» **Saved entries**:

--- START ---

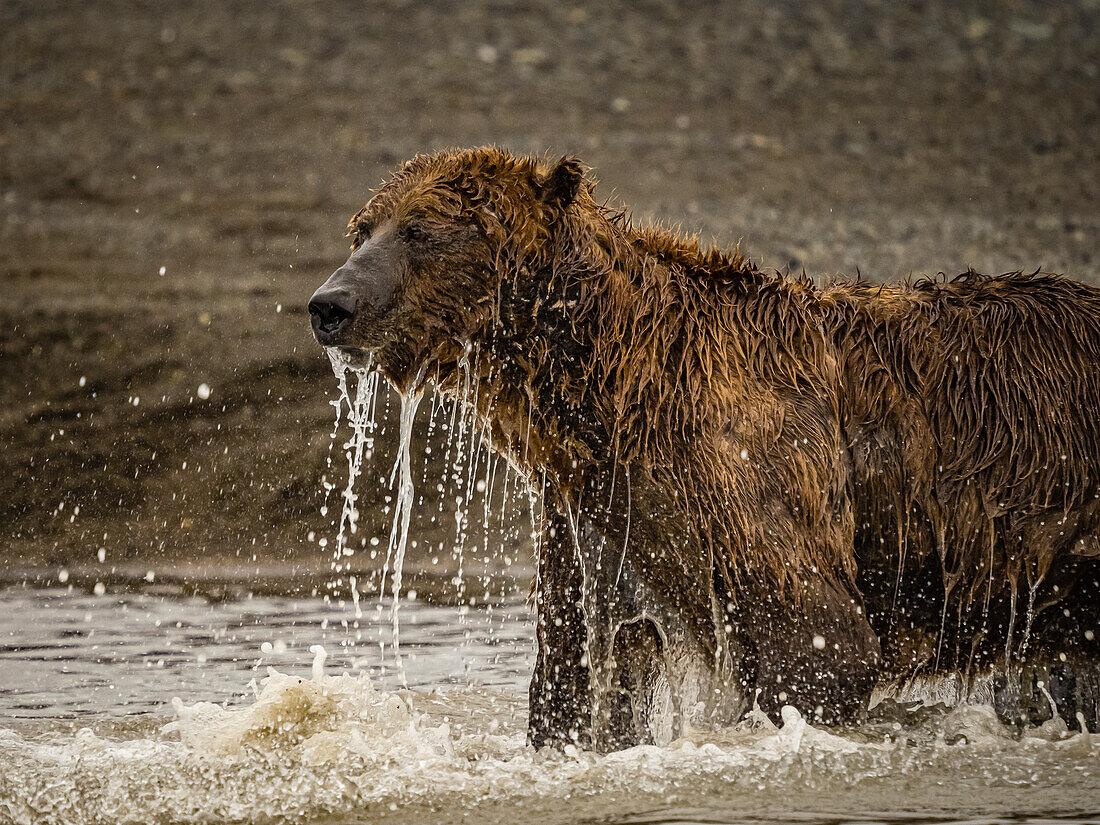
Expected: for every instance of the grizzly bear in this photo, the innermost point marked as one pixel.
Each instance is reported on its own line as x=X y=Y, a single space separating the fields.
x=756 y=490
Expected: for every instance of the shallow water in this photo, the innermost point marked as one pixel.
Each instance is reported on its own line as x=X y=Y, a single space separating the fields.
x=89 y=730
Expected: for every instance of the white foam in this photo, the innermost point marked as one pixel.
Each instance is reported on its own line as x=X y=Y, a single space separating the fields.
x=334 y=746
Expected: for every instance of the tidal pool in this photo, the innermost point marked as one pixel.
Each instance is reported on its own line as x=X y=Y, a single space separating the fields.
x=136 y=707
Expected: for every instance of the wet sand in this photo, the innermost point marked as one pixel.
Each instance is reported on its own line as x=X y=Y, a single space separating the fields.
x=226 y=144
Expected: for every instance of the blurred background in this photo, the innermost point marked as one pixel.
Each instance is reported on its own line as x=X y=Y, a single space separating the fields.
x=175 y=180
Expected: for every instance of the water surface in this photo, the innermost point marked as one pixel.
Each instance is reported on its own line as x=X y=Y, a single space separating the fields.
x=136 y=707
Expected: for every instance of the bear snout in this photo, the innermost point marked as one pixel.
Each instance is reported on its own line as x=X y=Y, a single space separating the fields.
x=331 y=312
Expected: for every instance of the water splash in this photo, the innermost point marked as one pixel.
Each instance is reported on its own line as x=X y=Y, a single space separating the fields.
x=403 y=512
x=361 y=416
x=334 y=747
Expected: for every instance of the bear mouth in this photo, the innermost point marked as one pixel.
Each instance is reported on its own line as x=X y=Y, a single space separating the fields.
x=355 y=358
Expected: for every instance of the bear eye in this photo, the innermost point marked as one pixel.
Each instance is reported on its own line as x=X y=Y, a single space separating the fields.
x=413 y=232
x=360 y=234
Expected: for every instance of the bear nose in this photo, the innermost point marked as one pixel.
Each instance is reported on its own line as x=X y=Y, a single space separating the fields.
x=331 y=312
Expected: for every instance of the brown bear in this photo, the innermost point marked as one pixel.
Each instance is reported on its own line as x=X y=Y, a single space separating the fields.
x=755 y=488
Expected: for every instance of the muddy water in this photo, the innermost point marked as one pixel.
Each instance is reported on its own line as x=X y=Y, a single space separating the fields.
x=136 y=707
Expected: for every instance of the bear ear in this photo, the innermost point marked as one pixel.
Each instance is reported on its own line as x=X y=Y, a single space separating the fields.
x=562 y=184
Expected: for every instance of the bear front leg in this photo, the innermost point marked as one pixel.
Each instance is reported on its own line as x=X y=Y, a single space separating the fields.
x=559 y=690
x=817 y=655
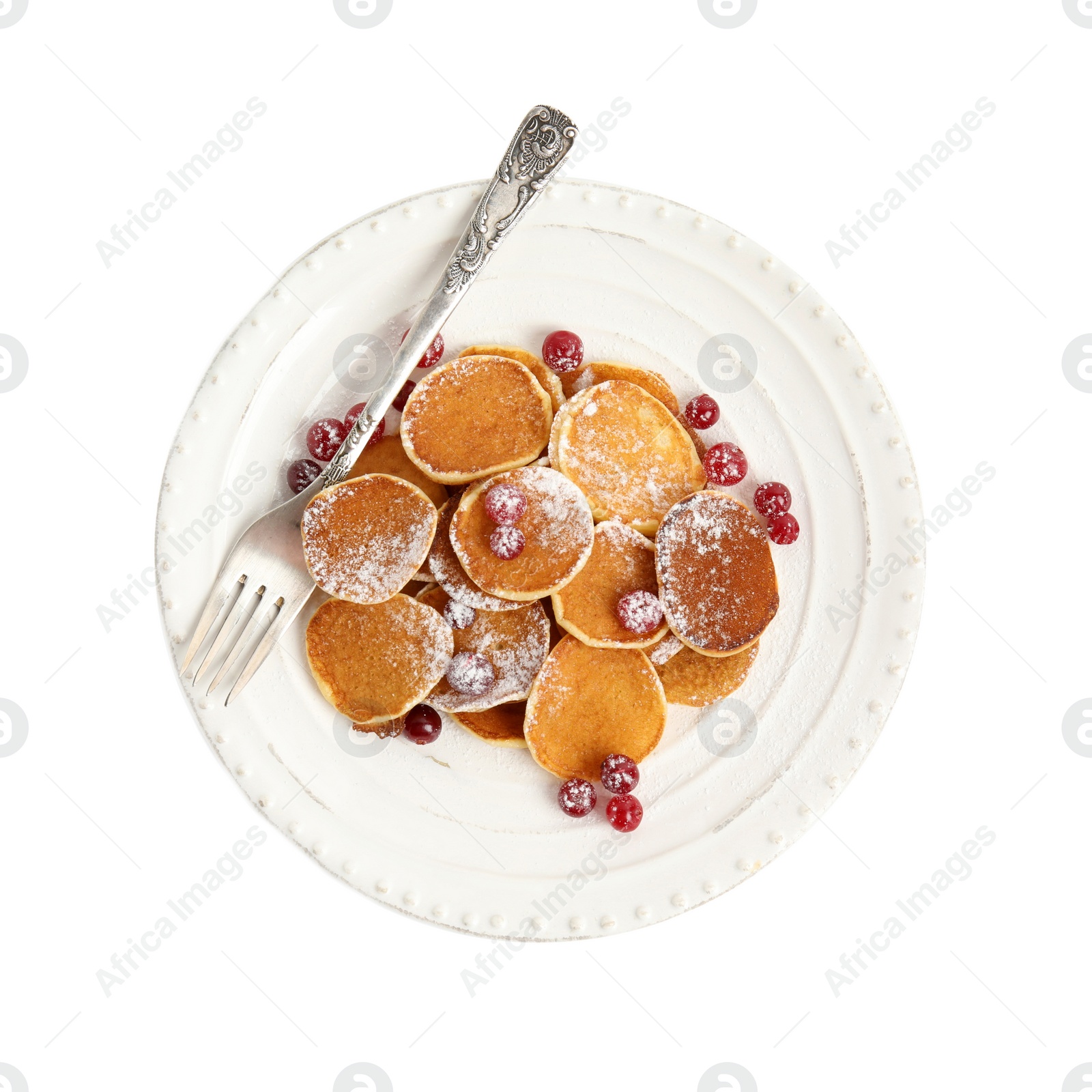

--- END ---

Could you copy every line in the records that holds "water"?

Expected: for every instance of the shallow water in this photo, the innermost point marked as one pixel.
Expected: for every instance of the water surface in this photo, the innermost point marked as one pixel.
Expected: for every instance of the water splash in this photo, the innermost point marked as one pixel.
Expected: for every instance of the muddy water in this photo, the innermost point marked as one pixel.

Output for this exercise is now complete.